| AVAILABLE RECORDS |
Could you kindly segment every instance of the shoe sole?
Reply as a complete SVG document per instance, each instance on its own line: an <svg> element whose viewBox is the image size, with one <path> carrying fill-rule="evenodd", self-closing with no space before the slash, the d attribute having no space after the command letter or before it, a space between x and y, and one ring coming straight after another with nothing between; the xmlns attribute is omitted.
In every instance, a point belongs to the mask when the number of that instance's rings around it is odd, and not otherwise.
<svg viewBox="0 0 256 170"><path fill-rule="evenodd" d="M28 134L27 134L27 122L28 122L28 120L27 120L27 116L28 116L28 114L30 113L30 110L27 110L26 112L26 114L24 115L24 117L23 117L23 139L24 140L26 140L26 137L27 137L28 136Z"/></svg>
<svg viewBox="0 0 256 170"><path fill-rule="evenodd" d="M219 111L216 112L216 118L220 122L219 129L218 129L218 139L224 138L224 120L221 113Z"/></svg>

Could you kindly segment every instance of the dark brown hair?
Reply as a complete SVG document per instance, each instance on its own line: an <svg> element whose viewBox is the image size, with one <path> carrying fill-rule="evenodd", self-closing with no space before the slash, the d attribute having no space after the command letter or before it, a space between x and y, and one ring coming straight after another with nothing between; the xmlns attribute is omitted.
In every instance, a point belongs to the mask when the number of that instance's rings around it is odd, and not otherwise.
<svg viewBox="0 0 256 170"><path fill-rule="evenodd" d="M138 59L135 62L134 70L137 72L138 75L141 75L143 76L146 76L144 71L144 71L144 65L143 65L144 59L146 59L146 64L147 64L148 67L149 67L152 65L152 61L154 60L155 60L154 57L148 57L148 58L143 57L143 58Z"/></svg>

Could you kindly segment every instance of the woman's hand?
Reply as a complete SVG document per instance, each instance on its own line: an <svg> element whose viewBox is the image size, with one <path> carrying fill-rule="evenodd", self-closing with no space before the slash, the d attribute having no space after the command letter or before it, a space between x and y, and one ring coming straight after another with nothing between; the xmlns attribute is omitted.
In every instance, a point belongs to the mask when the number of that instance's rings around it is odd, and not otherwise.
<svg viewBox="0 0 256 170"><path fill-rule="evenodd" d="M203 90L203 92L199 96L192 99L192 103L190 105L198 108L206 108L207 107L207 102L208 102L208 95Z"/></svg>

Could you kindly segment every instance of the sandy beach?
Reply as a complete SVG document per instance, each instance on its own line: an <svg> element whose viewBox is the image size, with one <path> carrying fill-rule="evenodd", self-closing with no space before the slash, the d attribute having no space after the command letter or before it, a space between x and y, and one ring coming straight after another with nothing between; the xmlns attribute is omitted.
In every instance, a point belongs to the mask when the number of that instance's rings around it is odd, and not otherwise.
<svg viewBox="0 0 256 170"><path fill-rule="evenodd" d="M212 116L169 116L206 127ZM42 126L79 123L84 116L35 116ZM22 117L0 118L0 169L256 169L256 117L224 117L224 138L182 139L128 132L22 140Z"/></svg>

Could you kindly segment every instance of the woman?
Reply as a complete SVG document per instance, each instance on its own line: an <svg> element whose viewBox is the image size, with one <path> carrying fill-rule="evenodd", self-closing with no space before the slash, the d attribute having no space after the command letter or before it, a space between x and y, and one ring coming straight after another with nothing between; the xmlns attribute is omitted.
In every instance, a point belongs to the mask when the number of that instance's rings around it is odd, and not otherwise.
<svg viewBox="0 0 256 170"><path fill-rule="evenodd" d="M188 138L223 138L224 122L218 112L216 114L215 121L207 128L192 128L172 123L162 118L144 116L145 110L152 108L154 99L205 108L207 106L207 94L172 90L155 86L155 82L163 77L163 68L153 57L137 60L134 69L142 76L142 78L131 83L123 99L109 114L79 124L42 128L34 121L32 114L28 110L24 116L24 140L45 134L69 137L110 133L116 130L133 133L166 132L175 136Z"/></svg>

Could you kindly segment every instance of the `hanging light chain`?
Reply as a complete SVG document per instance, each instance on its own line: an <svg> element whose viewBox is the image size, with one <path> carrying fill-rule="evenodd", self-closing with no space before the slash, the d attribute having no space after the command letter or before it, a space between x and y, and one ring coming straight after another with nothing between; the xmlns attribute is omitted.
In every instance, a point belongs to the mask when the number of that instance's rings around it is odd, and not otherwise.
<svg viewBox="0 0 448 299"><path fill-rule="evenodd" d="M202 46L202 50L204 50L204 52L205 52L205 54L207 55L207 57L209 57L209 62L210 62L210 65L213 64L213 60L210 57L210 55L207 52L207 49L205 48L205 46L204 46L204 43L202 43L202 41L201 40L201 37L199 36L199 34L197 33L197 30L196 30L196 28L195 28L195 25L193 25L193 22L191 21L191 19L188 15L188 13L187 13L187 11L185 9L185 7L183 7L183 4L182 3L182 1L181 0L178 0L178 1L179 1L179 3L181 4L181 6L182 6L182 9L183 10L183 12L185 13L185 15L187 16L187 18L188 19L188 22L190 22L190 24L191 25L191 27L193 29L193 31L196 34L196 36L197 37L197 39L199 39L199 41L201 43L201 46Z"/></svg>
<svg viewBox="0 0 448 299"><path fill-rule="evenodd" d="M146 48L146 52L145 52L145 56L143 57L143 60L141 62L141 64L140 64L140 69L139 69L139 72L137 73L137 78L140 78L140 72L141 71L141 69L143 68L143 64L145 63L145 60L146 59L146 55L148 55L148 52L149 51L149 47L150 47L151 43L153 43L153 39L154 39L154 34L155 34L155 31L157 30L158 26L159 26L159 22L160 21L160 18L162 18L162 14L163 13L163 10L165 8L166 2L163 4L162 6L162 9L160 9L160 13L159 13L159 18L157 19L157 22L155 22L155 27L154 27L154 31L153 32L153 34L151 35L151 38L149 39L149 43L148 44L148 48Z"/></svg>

| WHAT THE TASK ASKS |
Rewrite the listing above with "complete SVG document" changed to "full SVG document" everywhere it appears. Keep every other character the same.

| TASK OUTPUT |
Could you kindly segment every instance of the shoe sole?
Reply as a full SVG document per instance, each instance on its own line: an <svg> element whose viewBox is the image size, with one <path> carrying fill-rule="evenodd", self-closing with no space before the slash, the d attribute having no space after the command letter or before it, a space between x and y, and one ring coming straight after another with nothing between; the xmlns attribute is omitted.
In every instance, a point belongs to the mask when the number of that instance's rings around it is odd, and not otherwise.
<svg viewBox="0 0 256 170"><path fill-rule="evenodd" d="M28 134L27 134L27 122L28 122L28 120L27 120L27 116L28 116L28 114L30 113L30 110L27 110L26 112L26 114L24 115L24 117L23 117L23 139L24 140L26 140L26 137L27 137L28 136Z"/></svg>
<svg viewBox="0 0 256 170"><path fill-rule="evenodd" d="M219 111L216 112L216 118L220 122L219 129L218 129L218 139L224 138L224 120L221 113Z"/></svg>

Could you kindly segment every instance of the dark brown hair?
Reply as a full SVG document per instance, each instance on its own line: an <svg> element whose viewBox is the image size, with one <path> carrying fill-rule="evenodd", self-closing with no space before the slash, the d attribute having no space after the command letter or before it, a space between x and y, and one ring coming straight after another with nothing between; the xmlns attribute is omitted.
In every instance, a point belongs to the mask when the number of that instance's rings around it is odd, and not otherwise.
<svg viewBox="0 0 256 170"><path fill-rule="evenodd" d="M138 59L135 62L134 70L137 72L138 75L141 75L143 76L146 76L144 71L144 71L144 65L143 65L144 59L146 59L146 64L147 64L148 67L149 67L152 65L152 61L154 60L155 60L154 57L148 57L148 58L143 57L143 58Z"/></svg>

Could you kindly segment every instance of the woman's hand?
Reply as a full SVG document per instance, each instance on its own line: an <svg> element whose viewBox is the image size, with one <path> carrying fill-rule="evenodd", self-closing with no space before the slash, the d attribute having no space after the command letter or before it, a space between x and y, and one ring coming straight after another with nothing between; the xmlns attribute is omitted.
In every instance, a point belongs to the mask when the number of that instance's rings around it is odd, and not otherwise.
<svg viewBox="0 0 256 170"><path fill-rule="evenodd" d="M203 90L203 92L199 96L192 99L192 103L190 105L198 108L206 108L207 107L207 102L208 102L208 95Z"/></svg>

Could you kindly segment every instance of the sandy beach?
Reply as a full SVG document per instance, each instance on its own line: an <svg> element whose viewBox is the image size, with one <path> carrying fill-rule="evenodd", self-closing with no space before the slash, the d attribute having no space after the command letter or before it, a space between x and y, and one ring coming straight after another with nothing between; the xmlns attribute is omitted.
In every instance, a point belongs to the mask when the number of that instance's rings around it is odd, and not otherwise.
<svg viewBox="0 0 256 170"><path fill-rule="evenodd" d="M212 116L169 116L206 127ZM42 126L79 123L84 116L35 116ZM22 117L0 118L0 169L256 169L256 117L224 117L224 138L182 139L128 132L22 140Z"/></svg>

Could you kindly segment every instance of the woman?
Reply as a full SVG document per instance, each instance on its own line: an <svg> element whose viewBox is the image size, with one <path> carrying fill-rule="evenodd", self-closing with no space before the slash, the d attribute having no space after the command letter or before it, a space between x and y, and one ring coming straight after another with nothing between; the xmlns attribute is omitted.
In every instance, a point belongs to the mask when the number of that instance's rings around it is odd, and not otherwise.
<svg viewBox="0 0 256 170"><path fill-rule="evenodd" d="M188 138L223 138L224 122L218 112L216 114L215 121L207 128L192 128L172 123L162 118L144 116L145 110L152 108L154 99L205 108L207 106L207 94L172 90L155 86L155 82L163 77L163 68L153 57L137 60L134 69L142 76L142 78L131 83L123 99L109 114L79 124L42 128L34 121L32 114L28 110L24 116L24 140L45 134L69 137L110 133L116 130L133 133L166 132L175 136Z"/></svg>

Could you kindly segment every instance of the `hanging light chain`?
Reply as a full SVG document per instance, each instance on its own line: an <svg> element whose viewBox is the image size, with one <path> carrying fill-rule="evenodd", self-closing with no space before the slash, the d attribute having no space after the command letter or before it, a space between x and y, and one ring coming straight after another with nothing between; the xmlns attribute is omitted.
In every instance, a point belongs to the mask when the number of that instance's rings around it is odd, and not otherwise.
<svg viewBox="0 0 448 299"><path fill-rule="evenodd" d="M202 46L202 50L204 50L204 52L205 52L205 54L207 55L207 57L209 57L209 62L210 62L210 65L213 64L213 60L210 57L210 55L207 52L207 49L205 48L205 46L204 46L204 43L202 43L202 41L201 40L201 37L199 36L199 34L197 33L197 30L196 30L196 28L195 28L195 25L193 25L193 22L191 21L191 19L188 15L188 13L187 13L187 11L185 9L185 7L183 7L183 4L182 3L182 1L181 0L178 0L178 1L179 1L179 3L181 4L181 6L182 6L182 9L183 10L183 12L185 13L185 15L187 16L187 18L188 19L188 22L190 22L190 24L191 25L191 27L193 29L193 31L196 34L196 36L197 37L197 39L199 39L199 41L201 43L201 46Z"/></svg>
<svg viewBox="0 0 448 299"><path fill-rule="evenodd" d="M146 48L146 52L145 52L145 56L143 57L143 60L141 62L141 64L140 64L140 69L139 69L139 72L137 73L137 78L140 78L140 72L141 71L141 69L143 68L143 64L145 63L145 60L146 59L146 55L148 55L148 52L149 51L149 47L150 47L151 43L153 43L153 39L154 39L154 34L155 34L155 31L157 30L158 26L159 26L159 22L160 21L160 18L162 18L162 14L163 13L163 10L165 8L166 2L163 4L162 6L162 9L160 9L160 13L159 13L159 18L157 19L157 22L155 22L155 27L154 27L154 31L153 32L153 34L151 35L151 38L149 39L149 43L148 44L148 48Z"/></svg>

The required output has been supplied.